On 5 Jan 2016, at 2:58, Valery Smyslov wrote:
Hi Paul,
thank you for your comments.
This draft makes me nervous, as compression has been removed from
encryption specifications in the last few years.
As far as I know IPcomp isn't deprecated, is it?
No, but that's not what PaulW said.
If you mean TLS, then as far as I understand the compression-related
attacks
on TLS rely on an ability for an attacker to insert specific data into
the
encrypted (and compressed) stream that contains secret information
(e.g. password). I don't think it's relevant to IKE and it is
discussed
in the Security Considerations section.
No one considered it relevant to TLS until researchers discovered the
problems there. I think that's PaulW's point, and one that I agree with.
I find the security
considerations also weak on this. It basically says "if you think
compression might be security issue, don't use it". Which isn't
helpful
at all to implementors.
Not really. It says that basically using compression in IKE should be
safe.

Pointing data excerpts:
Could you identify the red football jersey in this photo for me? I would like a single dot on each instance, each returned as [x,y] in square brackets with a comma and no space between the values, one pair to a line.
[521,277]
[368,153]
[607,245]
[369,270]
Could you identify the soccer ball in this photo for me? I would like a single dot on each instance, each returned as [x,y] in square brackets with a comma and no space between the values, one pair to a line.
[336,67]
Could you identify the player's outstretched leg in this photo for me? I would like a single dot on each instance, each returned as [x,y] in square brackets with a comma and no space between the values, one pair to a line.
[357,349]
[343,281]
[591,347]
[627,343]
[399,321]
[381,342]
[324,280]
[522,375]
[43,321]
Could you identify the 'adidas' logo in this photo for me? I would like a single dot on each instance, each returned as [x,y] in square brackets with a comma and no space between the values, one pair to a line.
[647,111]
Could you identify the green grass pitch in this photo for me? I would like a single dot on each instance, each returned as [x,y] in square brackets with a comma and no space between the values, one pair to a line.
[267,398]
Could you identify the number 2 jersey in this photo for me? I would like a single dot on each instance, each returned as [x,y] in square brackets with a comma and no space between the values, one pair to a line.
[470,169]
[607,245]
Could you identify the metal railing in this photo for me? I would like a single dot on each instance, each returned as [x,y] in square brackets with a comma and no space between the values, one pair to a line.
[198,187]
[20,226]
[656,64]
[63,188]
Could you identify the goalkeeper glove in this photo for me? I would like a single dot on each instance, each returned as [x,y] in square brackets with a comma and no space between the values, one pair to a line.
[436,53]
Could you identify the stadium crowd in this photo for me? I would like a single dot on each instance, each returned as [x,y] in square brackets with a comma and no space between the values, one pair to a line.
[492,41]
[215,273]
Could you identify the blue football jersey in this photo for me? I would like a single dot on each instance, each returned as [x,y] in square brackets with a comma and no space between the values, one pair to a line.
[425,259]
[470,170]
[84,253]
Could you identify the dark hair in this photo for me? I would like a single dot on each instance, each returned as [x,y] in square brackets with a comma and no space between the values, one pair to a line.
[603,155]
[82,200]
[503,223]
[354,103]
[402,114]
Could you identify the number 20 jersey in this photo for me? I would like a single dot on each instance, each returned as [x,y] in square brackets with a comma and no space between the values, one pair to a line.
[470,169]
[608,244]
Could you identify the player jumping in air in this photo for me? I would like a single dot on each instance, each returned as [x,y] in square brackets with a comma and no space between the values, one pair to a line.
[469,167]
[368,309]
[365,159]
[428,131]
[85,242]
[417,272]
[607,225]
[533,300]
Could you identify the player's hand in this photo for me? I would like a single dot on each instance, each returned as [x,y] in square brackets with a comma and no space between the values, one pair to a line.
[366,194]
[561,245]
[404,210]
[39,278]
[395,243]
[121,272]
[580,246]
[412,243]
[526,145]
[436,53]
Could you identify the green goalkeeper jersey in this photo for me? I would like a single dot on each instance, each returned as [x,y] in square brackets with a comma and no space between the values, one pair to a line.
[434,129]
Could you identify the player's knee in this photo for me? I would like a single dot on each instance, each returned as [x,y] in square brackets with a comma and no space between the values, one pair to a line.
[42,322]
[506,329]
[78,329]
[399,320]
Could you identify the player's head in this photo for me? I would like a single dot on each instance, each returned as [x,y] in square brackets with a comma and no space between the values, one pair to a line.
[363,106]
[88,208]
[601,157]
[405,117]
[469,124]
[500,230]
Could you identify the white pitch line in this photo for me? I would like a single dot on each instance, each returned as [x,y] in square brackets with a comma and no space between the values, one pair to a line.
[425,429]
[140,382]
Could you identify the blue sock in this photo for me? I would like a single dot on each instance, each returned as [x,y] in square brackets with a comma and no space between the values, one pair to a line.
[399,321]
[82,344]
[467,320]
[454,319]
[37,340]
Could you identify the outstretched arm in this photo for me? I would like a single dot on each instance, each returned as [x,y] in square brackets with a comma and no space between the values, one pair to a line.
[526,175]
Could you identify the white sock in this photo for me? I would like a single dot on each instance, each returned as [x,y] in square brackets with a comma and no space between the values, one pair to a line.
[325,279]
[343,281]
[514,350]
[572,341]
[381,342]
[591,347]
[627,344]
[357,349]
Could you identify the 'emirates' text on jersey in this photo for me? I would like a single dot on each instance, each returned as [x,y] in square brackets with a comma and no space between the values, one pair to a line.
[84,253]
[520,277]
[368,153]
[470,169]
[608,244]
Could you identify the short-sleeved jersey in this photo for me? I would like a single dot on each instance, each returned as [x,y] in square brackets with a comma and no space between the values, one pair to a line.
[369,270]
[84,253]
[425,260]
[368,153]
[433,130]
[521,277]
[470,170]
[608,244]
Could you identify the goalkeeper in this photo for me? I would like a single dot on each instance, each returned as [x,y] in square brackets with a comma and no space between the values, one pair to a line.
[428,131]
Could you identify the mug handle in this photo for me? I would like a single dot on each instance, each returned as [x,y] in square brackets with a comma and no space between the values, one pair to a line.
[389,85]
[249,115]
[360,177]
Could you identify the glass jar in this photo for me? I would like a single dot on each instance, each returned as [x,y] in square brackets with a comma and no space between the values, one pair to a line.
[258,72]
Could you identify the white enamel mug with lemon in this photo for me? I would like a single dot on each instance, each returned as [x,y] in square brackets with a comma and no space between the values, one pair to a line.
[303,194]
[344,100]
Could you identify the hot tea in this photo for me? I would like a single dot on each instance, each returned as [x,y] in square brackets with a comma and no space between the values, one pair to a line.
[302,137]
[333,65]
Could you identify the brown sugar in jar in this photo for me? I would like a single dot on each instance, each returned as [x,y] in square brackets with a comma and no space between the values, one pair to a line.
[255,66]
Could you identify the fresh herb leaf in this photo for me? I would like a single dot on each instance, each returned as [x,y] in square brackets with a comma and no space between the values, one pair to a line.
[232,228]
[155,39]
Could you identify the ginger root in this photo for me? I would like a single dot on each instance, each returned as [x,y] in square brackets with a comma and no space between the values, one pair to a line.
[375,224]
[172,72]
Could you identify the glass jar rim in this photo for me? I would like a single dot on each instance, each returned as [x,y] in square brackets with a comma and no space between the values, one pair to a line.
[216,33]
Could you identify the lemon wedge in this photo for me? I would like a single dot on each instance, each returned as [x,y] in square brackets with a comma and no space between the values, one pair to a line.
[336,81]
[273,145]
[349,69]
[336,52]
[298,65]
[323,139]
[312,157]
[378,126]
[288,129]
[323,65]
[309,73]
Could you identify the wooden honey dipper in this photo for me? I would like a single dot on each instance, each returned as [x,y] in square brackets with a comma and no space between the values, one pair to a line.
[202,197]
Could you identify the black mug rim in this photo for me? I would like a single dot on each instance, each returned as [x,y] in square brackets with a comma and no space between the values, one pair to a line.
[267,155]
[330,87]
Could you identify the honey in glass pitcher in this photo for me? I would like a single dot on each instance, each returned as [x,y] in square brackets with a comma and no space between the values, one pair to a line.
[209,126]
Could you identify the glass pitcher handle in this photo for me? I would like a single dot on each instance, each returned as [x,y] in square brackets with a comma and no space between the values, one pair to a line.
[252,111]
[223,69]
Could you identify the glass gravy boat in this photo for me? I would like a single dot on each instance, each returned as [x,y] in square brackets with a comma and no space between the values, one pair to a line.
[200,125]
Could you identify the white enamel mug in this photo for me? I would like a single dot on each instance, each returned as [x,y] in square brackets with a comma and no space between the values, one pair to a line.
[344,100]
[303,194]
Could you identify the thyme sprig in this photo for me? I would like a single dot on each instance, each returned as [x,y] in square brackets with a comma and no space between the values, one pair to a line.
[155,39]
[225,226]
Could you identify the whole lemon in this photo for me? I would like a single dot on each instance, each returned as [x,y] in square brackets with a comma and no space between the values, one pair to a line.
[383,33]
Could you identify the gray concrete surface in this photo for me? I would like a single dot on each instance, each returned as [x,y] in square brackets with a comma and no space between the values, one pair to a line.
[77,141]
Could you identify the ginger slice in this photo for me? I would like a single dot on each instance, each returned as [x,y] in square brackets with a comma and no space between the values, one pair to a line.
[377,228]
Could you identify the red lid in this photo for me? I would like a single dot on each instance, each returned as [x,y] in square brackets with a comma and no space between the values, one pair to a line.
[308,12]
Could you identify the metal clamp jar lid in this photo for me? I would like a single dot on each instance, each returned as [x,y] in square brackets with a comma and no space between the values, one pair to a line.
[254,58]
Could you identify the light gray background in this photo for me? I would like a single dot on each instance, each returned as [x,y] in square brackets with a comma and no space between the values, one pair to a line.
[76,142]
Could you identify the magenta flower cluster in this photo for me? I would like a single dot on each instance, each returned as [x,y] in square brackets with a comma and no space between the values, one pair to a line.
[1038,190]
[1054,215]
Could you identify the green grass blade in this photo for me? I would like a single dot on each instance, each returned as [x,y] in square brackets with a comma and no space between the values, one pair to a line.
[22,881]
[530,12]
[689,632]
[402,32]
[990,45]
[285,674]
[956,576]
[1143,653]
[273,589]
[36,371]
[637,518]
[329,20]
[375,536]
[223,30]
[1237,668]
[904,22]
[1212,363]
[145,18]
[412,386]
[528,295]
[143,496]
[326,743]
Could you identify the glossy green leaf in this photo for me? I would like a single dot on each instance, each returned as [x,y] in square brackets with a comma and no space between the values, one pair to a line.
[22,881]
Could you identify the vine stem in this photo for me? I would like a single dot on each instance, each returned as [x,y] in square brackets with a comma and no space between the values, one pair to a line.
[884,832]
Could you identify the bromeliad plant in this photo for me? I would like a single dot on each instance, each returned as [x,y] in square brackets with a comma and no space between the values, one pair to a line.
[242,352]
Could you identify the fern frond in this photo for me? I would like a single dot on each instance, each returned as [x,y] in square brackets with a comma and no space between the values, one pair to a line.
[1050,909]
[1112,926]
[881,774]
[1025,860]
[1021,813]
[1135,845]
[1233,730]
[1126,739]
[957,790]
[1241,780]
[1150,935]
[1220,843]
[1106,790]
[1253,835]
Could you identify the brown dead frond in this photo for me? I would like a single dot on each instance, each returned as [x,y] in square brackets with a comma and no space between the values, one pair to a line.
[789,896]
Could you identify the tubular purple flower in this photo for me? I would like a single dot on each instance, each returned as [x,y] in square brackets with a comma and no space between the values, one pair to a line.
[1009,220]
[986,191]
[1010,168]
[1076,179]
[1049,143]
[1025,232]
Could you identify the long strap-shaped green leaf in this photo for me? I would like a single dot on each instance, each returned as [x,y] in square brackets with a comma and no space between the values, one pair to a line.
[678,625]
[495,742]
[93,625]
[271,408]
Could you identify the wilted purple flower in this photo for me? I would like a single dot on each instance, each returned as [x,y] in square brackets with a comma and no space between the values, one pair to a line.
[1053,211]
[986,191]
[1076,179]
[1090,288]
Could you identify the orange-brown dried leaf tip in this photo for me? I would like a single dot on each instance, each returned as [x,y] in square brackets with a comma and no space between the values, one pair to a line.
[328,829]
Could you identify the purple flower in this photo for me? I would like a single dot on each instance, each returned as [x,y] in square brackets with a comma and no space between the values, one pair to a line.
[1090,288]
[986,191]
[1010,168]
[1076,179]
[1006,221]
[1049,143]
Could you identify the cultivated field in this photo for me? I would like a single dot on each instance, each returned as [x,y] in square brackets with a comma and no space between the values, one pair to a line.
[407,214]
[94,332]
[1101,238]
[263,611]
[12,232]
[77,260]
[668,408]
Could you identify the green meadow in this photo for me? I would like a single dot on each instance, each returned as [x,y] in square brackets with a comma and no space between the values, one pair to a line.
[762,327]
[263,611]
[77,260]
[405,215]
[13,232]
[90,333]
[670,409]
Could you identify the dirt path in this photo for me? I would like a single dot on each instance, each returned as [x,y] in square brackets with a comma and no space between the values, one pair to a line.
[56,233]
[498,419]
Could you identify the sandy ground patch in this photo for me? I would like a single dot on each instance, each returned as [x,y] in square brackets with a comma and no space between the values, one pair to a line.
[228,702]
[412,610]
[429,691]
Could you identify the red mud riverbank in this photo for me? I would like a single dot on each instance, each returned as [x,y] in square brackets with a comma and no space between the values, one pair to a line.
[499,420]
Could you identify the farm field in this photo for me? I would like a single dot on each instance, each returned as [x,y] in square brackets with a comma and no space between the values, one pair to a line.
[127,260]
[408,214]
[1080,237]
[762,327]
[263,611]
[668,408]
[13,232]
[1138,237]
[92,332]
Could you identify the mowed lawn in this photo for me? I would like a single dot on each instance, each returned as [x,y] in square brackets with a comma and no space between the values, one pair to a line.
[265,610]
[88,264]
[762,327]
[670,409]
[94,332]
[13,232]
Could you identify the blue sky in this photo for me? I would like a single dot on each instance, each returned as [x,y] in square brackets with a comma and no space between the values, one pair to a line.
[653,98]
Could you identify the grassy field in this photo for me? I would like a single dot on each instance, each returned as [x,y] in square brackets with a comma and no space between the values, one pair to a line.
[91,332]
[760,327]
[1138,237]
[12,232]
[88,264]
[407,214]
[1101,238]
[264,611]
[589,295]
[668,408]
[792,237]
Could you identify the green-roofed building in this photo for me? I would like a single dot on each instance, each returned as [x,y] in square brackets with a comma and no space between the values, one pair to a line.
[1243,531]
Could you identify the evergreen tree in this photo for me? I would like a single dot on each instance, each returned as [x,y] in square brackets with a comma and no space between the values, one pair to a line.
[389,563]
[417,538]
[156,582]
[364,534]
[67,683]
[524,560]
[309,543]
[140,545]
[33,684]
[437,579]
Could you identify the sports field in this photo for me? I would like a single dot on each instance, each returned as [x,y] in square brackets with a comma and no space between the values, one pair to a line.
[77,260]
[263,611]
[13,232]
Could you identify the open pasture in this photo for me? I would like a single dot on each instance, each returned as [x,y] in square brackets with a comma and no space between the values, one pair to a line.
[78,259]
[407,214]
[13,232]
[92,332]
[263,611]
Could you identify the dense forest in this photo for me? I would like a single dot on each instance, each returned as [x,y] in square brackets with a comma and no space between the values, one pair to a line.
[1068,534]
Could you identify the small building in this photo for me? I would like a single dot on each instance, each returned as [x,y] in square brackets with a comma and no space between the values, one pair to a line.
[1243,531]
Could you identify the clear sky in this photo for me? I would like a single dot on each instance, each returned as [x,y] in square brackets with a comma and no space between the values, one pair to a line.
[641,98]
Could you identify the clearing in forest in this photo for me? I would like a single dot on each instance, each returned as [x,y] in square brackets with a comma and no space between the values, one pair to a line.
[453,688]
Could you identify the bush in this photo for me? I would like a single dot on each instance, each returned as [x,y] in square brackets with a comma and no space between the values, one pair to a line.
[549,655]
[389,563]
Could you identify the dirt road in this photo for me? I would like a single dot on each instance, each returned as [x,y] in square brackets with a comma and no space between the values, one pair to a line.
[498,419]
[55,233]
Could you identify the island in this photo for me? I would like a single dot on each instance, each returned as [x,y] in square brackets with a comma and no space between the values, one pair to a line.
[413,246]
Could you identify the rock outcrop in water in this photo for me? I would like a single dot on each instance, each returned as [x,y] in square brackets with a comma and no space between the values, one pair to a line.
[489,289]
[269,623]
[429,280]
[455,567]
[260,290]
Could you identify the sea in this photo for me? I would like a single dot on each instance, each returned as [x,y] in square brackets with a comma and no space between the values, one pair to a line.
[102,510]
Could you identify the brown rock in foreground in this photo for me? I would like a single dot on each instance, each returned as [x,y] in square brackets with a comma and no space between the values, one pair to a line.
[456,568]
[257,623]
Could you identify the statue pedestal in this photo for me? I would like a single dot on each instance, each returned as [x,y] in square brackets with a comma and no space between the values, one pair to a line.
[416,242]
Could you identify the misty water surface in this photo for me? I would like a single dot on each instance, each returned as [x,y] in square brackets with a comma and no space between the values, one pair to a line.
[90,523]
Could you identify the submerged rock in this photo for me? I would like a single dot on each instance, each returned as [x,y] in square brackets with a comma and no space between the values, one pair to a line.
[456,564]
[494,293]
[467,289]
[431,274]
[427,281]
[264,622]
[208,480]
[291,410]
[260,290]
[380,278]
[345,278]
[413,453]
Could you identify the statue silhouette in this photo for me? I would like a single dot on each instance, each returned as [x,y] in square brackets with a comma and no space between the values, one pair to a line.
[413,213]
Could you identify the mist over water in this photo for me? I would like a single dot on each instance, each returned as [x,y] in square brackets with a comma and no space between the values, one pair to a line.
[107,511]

## Directive:
Can you continue the email about compression in IKE, starting right after its last sentence? The items come from a different source than the email about compression in IKE.

## Final result:
However, IF you transfer secret information inside an IKE SA and IF
some part of the IKE messages originates outside IKE,
then you are probably at risk. This could happen in case of EAP
authentication using weak EAP methods that transfer passwords in
clear. Note, that RFC 7296 strongly discourage
using such methods.
Note, that this is -00 draft and the security considerations
are currently very basic. What do you think should be added there?
That seems like a premature question. We haven't even decided if the
idea of compressing IKE would give the benefits listed, whether the
computational cost match the space benefits, and thus should be
considered at all.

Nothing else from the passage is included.